Type out all the records again exactly.

----

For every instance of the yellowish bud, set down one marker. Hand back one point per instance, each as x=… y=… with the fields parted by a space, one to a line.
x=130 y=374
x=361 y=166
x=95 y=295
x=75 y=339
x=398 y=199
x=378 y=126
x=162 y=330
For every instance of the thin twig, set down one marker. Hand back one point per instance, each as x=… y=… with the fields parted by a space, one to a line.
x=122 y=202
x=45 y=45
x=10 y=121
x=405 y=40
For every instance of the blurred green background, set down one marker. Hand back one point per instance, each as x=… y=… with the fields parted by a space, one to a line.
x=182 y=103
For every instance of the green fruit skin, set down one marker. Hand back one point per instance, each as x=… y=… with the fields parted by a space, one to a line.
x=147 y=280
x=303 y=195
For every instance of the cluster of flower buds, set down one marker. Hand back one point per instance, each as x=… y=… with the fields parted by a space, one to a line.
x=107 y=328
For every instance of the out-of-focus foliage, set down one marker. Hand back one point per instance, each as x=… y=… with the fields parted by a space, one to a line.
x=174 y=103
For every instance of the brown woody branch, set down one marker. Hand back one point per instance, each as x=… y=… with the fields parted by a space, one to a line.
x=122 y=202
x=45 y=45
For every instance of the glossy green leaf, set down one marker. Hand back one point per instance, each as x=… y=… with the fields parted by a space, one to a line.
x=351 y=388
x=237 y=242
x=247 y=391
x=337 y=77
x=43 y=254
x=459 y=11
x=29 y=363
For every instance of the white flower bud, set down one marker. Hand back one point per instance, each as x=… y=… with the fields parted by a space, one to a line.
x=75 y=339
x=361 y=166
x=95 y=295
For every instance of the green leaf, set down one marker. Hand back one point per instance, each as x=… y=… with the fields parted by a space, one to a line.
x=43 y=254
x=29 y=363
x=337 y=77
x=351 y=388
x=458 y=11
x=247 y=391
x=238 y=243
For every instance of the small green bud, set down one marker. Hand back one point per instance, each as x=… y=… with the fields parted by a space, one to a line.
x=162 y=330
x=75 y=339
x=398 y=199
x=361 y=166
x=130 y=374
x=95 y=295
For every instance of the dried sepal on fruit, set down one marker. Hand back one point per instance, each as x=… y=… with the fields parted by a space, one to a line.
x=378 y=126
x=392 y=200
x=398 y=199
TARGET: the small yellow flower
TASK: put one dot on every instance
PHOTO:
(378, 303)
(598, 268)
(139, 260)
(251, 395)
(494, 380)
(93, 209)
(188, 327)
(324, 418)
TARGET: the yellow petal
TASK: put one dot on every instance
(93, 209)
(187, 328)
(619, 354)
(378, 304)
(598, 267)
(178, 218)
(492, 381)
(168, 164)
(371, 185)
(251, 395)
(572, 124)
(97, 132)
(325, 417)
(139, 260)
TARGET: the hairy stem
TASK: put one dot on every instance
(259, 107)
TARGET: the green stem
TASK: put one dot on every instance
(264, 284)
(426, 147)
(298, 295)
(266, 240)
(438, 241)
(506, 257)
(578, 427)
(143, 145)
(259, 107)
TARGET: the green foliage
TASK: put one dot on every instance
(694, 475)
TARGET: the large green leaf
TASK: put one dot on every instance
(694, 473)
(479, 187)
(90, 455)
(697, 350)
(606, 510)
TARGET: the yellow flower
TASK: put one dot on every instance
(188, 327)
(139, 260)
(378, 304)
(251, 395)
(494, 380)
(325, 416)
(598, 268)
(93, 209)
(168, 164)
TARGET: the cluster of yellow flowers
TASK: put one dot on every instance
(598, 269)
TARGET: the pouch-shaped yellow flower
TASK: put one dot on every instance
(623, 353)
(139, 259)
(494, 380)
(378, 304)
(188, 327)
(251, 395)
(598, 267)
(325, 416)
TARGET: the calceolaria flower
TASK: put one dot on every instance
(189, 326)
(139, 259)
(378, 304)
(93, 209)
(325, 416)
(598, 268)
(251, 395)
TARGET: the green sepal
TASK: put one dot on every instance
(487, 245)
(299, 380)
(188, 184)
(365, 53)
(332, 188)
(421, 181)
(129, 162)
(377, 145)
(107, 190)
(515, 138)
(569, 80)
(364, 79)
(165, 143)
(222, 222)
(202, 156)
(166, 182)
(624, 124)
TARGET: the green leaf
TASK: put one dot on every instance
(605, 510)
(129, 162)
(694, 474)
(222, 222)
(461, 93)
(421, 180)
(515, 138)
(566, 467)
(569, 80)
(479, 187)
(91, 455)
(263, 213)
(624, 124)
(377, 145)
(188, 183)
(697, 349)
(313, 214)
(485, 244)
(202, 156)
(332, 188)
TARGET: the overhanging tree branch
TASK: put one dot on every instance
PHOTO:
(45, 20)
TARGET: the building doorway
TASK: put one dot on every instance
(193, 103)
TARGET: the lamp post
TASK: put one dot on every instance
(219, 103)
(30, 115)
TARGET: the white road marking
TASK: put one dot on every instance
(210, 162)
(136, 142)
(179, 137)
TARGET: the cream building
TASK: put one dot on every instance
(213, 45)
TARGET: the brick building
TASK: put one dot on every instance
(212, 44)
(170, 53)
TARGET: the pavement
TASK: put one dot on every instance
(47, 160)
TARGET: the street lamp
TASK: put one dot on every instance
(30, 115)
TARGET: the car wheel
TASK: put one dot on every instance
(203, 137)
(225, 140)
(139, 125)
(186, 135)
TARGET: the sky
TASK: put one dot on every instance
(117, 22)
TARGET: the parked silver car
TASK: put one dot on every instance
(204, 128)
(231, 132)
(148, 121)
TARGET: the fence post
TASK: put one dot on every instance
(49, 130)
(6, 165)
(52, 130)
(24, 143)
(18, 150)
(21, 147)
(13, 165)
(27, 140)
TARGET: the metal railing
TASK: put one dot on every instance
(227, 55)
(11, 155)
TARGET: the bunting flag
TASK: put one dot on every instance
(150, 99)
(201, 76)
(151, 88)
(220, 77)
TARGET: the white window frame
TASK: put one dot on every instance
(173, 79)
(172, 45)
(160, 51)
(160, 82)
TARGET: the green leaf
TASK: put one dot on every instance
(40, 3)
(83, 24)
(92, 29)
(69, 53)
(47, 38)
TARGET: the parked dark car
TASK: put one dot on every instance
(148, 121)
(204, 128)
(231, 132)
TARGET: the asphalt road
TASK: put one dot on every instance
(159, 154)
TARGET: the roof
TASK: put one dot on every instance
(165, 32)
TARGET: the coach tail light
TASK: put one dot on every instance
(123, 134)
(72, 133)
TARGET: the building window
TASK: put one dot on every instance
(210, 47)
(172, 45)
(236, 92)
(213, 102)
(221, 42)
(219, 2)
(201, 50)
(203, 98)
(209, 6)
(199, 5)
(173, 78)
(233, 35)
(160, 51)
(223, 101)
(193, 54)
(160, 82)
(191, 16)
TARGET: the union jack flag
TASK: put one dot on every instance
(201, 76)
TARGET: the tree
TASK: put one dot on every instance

----

Written response:
For every instance of the yellowish bud, set down one marker. Hand back one point per instance, each as x=… y=… with the fields parted by a space, one to a line.
x=130 y=374
x=361 y=166
x=95 y=295
x=75 y=339
x=398 y=199
x=378 y=126
x=162 y=330
For every instance of the thin twig, set down one marker. Hand back one point per instance, each as x=… y=… with the fields parted by a space, one to a line.
x=122 y=202
x=45 y=45
x=10 y=121
x=405 y=40
For every instance of the blurred green background, set down one marker. Hand back one point per instance, each as x=… y=… with the fields parted by a space, one to a line.
x=182 y=103
For every instance of the green fruit skin, set down one marker. Hand back one point per instance, each as x=… y=… with the fields parted by a space, one to a line.
x=147 y=280
x=303 y=195
For every instance of the cluster of flower buds, set down one marker. Hand back one point per instance, each as x=… y=… with the fields parted by a space, one to a line.
x=107 y=328
For every instance of the out-of-focus foliage, set down one marker. Hand back one point per instance, each as x=… y=… with the fields parted by a space, one to a line.
x=174 y=103
For every instance of the brown woody branch, set down one marker. Hand back one point per instance, each as x=… y=… with the fields parted by a space, one to a line.
x=122 y=202
x=45 y=45
For every instance of the glossy green leaf, set down one marker. Hand back one point per instance, each as x=… y=… with the fields parted by a space, one to a line.
x=351 y=388
x=237 y=242
x=247 y=391
x=337 y=77
x=43 y=254
x=459 y=11
x=29 y=363
For every instance of the white flower bud, set down one marker. Hand back one point per instance, each as x=… y=… with the fields parted by a space, one to a line.
x=75 y=339
x=361 y=166
x=95 y=295
For every instance of the green leaf, set down one marker. Hand back one point per instance, each as x=… y=… with the fields parted by a space, one to a line.
x=43 y=254
x=29 y=363
x=337 y=77
x=351 y=388
x=458 y=11
x=247 y=391
x=238 y=243
For every instance of the small green bud, set down one marker. Hand back one point per instance, each as x=… y=… with the fields parted by a space, one to a line.
x=162 y=330
x=75 y=339
x=398 y=199
x=361 y=166
x=130 y=374
x=95 y=295
For every instance of the dried sepal on fruit, set down one marker. Hand back one point per instance, each as x=… y=… with the fields parted by a space, one to a line.
x=378 y=126
x=392 y=200
x=398 y=199
TARGET: the small yellow flower
TASK: put one dot on every instance
PHOTO:
(378, 303)
(598, 268)
(139, 260)
(251, 395)
(494, 380)
(93, 209)
(188, 327)
(324, 418)
TARGET: the yellow petal
TASK: put one dot on every instance
(93, 209)
(187, 328)
(619, 354)
(378, 304)
(598, 267)
(178, 218)
(492, 381)
(168, 164)
(371, 185)
(251, 395)
(572, 124)
(97, 132)
(325, 417)
(139, 260)
TARGET: the hairy stem
TASK: put one dot on every instance
(259, 107)
TARGET: the green stem
TASK: put one dot on every instance
(264, 284)
(426, 147)
(298, 295)
(266, 240)
(438, 241)
(506, 257)
(578, 427)
(143, 145)
(259, 107)
TARGET: the green foliage
TASK: put one dot on every instance
(694, 475)
TARGET: the large green leaf
TASK: put one dot on every instance
(694, 473)
(479, 187)
(90, 455)
(697, 350)
(606, 510)
TARGET: the yellow flower
TASK: put one dot on every instance
(188, 327)
(139, 260)
(378, 304)
(251, 395)
(494, 380)
(325, 416)
(598, 268)
(93, 209)
(168, 164)
TARGET: the cluster of yellow flowers
TASK: put one dot on every instance
(598, 269)
TARGET: the pouch-shaped yellow flower
TASK: put one dot on every instance
(623, 353)
(139, 259)
(494, 380)
(378, 304)
(188, 327)
(251, 395)
(598, 267)
(325, 416)
TARGET: the calceolaria flower
TASK: put one dot on every instance
(189, 326)
(139, 259)
(378, 304)
(93, 209)
(325, 416)
(598, 268)
(251, 395)
TARGET: the green sepal
TASK: put one dot on every instance
(487, 245)
(299, 380)
(188, 184)
(365, 53)
(332, 188)
(421, 181)
(129, 162)
(377, 145)
(107, 190)
(515, 138)
(569, 80)
(364, 79)
(165, 143)
(222, 222)
(202, 156)
(166, 182)
(624, 124)
TARGET: the green leaf
TASK: put one dot on every instance
(605, 510)
(129, 162)
(694, 474)
(222, 222)
(461, 93)
(421, 180)
(515, 138)
(566, 467)
(569, 80)
(479, 187)
(91, 455)
(263, 213)
(624, 124)
(377, 145)
(188, 183)
(697, 349)
(313, 214)
(485, 244)
(202, 156)
(332, 188)
TARGET: the overhanging tree branch
TASK: put one dot on every instance
PHOTO:
(45, 20)
TARGET: the building doorway
TASK: put one dot on every instance
(193, 103)
TARGET: the lamp post
TASK: put one dot on every instance
(219, 103)
(30, 115)
TARGET: the white road marking
TASK: put one dot on every instance
(210, 162)
(136, 142)
(179, 137)
TARGET: the cream building
TASK: put one dot on every instance
(213, 45)
TARGET: the brick building
TASK: put one dot on every instance
(212, 44)
(170, 53)
TARGET: the pavement
TASK: put one dot on every instance
(47, 160)
TARGET: the street lamp
TASK: put one dot on every instance
(30, 115)
TARGET: the car wheel
TASK: put one dot on every instance
(203, 137)
(225, 140)
(139, 125)
(186, 135)
TARGET: the sky
TASK: put one dot on every instance
(117, 22)
TARGET: the parked silver car
TASK: put one dot on every instance
(204, 128)
(231, 132)
(148, 121)
TARGET: the fence post
TASK: put one dot on every instance
(49, 130)
(6, 165)
(52, 130)
(24, 143)
(18, 150)
(21, 147)
(13, 165)
(27, 140)
TARGET: the metal railing
TASK: put one dot on every instance
(227, 55)
(11, 155)
TARGET: the bunting flag
TASK: put one dot on every instance
(150, 99)
(201, 76)
(151, 88)
(220, 77)
TARGET: the white window frame
TASK: put one dot on every instance
(173, 79)
(172, 45)
(160, 51)
(160, 82)
TARGET: the green leaf
TASK: put one dot on every instance
(40, 3)
(83, 24)
(92, 29)
(69, 53)
(47, 38)
TARGET: the parked dark car
TASK: put one dot on every instance
(148, 121)
(204, 128)
(231, 132)
TARGET: the asphalt road
TASK: put one dot on every instance
(159, 154)
TARGET: the roof
TASK: put one dot on every instance
(165, 32)
TARGET: the coach tail light
TASK: put one dot on every instance
(123, 134)
(72, 133)
TARGET: the building window
TASK: put one dot on every instance
(210, 47)
(172, 45)
(236, 92)
(213, 102)
(221, 42)
(219, 2)
(201, 50)
(203, 98)
(209, 6)
(199, 5)
(173, 78)
(233, 35)
(160, 51)
(223, 101)
(193, 54)
(160, 82)
(191, 16)
TARGET: the union jack flag
TASK: put one dot on every instance
(201, 76)
TARGET: the tree
TASK: put one dot on every instance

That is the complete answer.